[Dataset lines]
..........

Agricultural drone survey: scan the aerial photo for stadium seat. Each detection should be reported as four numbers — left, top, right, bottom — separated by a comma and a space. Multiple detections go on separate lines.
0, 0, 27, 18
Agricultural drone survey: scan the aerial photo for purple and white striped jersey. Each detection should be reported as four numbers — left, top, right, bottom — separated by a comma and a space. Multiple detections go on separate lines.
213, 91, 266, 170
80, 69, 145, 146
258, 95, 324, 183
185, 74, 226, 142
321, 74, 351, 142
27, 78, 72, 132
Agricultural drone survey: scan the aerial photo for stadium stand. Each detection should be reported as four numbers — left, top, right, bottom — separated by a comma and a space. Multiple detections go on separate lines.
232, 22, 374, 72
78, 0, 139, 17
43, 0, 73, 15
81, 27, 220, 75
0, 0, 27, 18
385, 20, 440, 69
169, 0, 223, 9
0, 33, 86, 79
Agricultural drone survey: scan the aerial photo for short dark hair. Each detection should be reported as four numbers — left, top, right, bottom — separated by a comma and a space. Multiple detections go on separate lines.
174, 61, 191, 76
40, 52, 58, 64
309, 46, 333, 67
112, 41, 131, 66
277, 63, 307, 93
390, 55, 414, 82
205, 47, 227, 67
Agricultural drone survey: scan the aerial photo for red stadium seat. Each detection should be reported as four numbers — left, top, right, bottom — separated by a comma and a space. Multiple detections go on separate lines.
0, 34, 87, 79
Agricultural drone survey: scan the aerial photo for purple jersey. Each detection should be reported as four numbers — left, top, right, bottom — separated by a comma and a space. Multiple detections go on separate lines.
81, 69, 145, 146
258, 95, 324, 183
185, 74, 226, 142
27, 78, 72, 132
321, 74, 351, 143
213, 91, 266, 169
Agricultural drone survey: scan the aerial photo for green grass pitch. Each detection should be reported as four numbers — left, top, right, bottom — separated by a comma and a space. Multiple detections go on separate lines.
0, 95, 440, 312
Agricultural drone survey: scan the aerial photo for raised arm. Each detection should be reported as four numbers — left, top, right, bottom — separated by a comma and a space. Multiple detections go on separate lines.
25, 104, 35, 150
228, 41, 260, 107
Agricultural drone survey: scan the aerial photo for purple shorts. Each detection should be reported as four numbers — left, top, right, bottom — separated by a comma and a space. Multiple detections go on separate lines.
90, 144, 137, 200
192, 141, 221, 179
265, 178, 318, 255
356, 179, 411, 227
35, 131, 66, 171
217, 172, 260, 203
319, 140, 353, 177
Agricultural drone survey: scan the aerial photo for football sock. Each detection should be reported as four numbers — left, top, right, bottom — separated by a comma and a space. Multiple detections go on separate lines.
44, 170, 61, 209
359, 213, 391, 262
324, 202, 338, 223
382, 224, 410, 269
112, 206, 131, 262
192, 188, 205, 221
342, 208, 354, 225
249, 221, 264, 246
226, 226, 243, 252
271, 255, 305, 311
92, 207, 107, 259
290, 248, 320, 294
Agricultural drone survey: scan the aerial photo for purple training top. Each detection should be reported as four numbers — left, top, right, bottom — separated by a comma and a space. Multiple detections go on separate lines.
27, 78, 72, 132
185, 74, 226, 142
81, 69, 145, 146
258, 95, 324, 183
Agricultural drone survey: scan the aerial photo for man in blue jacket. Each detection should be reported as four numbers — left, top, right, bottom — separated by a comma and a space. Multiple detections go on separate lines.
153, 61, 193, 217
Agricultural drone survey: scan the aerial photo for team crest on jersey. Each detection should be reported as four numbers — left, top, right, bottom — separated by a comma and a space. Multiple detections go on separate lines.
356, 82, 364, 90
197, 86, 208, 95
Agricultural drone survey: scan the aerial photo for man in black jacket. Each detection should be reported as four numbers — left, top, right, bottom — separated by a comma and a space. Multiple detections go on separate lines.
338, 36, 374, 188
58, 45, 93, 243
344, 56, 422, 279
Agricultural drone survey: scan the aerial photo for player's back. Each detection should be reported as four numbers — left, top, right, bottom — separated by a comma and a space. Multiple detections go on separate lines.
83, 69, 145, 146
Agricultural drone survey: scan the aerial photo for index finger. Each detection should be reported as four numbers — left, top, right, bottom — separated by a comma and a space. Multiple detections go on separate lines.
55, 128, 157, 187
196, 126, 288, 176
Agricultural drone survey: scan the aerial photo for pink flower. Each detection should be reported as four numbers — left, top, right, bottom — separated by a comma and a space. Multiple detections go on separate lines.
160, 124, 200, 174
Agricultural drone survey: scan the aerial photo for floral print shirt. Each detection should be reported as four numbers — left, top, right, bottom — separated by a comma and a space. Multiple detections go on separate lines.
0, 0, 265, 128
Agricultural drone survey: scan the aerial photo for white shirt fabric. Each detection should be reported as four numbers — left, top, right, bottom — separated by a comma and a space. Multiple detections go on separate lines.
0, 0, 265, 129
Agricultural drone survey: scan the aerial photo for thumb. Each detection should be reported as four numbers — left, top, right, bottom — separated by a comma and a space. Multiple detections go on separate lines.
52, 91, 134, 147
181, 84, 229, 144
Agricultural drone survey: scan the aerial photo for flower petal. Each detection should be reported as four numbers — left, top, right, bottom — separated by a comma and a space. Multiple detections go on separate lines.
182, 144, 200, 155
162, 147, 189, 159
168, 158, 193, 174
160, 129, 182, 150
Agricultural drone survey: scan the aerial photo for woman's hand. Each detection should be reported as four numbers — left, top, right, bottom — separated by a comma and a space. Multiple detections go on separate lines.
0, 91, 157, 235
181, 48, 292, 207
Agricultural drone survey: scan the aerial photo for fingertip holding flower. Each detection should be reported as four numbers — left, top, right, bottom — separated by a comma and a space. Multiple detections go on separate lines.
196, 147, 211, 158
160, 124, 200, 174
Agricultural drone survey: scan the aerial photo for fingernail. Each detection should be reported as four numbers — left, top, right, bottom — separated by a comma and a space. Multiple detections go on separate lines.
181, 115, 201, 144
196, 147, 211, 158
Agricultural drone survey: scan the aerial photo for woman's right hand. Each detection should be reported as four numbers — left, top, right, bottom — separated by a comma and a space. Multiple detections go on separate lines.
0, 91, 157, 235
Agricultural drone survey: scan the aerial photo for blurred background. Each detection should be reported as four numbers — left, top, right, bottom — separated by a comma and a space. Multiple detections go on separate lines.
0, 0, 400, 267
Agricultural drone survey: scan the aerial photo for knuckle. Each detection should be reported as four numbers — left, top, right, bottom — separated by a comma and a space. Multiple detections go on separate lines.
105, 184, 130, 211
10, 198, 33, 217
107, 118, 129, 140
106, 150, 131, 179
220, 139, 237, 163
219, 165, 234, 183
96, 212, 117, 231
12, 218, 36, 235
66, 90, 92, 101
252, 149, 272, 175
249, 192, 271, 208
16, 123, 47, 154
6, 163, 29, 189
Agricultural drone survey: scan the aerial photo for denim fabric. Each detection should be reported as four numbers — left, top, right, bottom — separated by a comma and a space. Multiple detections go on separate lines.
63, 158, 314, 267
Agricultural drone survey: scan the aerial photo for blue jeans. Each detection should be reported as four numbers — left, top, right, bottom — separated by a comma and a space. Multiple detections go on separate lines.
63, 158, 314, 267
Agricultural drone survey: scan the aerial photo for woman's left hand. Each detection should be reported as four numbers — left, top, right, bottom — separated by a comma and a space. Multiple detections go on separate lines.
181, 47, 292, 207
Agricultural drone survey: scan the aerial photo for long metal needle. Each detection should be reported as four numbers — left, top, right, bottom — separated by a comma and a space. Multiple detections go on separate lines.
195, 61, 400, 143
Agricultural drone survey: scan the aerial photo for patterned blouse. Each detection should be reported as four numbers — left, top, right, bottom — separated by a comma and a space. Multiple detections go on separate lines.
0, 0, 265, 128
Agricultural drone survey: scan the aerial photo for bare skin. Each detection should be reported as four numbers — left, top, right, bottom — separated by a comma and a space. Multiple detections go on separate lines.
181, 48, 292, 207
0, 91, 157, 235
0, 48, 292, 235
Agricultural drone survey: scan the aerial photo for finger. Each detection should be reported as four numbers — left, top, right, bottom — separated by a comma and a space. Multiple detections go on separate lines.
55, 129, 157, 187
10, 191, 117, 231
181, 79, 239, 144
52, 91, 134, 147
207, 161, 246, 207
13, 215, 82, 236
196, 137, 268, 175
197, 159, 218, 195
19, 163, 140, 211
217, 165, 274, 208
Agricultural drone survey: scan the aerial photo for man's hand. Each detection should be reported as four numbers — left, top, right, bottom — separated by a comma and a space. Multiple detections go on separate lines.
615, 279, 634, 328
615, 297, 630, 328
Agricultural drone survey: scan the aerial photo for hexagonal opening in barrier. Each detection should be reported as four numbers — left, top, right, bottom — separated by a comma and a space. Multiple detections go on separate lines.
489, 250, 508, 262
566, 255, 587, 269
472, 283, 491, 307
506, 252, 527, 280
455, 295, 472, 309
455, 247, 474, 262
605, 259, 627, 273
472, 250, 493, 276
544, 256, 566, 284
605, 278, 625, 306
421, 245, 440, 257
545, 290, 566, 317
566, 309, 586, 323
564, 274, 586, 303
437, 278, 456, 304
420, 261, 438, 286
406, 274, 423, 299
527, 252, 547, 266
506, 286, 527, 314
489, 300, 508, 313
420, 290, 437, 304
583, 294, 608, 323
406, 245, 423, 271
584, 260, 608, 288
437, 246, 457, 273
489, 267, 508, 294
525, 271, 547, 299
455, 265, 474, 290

..........

→ Goal of the exercise: Please reproduce verbatim the lines starting at the one containing "Agricultural drone survey: scan the aerial photo for long" and ending at the final line above, with both of those lines included.

→ Task solution:
Agricultural drone survey: scan the aerial photo for long metal needle. Each detection should be reported as four numbers — left, top, right, bottom — separated by a comma and a space. Multiple detections go on separate lines.
195, 61, 400, 143
Agricultural drone survey: scan the aerial photo for patterned blouse. Each detection should be reported as four numbers — left, top, right, bottom — separated by a comma and a space. Multiple detections go on separate lines.
0, 0, 265, 128
Agricultural drone survey: scan the aerial photo for bare skin. Each detection should be reported as four numbers — left, top, right, bottom — separated by a comma and a space. Multiple detections go on separate lines.
181, 48, 292, 207
0, 91, 157, 235
0, 48, 292, 235
Agricultural drone survey: scan the aerial photo for finger. Each detection should be reported as four numbers — left, top, right, bottom — separated by a comma and a space. Multiple detections go on separate lines.
55, 129, 157, 187
10, 191, 117, 231
181, 79, 239, 144
52, 91, 134, 147
207, 161, 246, 207
13, 215, 82, 236
196, 137, 268, 175
197, 159, 218, 195
19, 163, 140, 211
217, 165, 274, 208
Agricultural drone survey: scan the aerial photo for man's hand. Each detection should be reported as four numbers — left, top, right, bottom — separated by a comma and a space. Multiple detections go on separate lines.
615, 279, 634, 328
615, 297, 630, 328
Agricultural drone survey: scan the aerial photo for hexagonal opening in barrier. Each detection should be reported as four numbers — left, top, right, bottom — separated by a comma and a space. Multiple detections go on separate lines.
489, 250, 508, 262
566, 255, 587, 269
472, 283, 491, 307
506, 252, 527, 280
455, 295, 472, 309
455, 247, 474, 262
605, 259, 627, 273
472, 250, 493, 276
544, 256, 566, 284
605, 278, 625, 306
421, 245, 440, 257
545, 290, 566, 317
566, 309, 586, 323
564, 274, 586, 303
437, 278, 456, 304
420, 261, 438, 286
406, 274, 423, 299
527, 252, 547, 266
506, 286, 527, 314
489, 300, 508, 313
420, 290, 437, 304
583, 294, 608, 323
406, 245, 423, 271
584, 260, 608, 288
437, 246, 457, 273
489, 267, 508, 294
525, 271, 547, 299
455, 265, 474, 290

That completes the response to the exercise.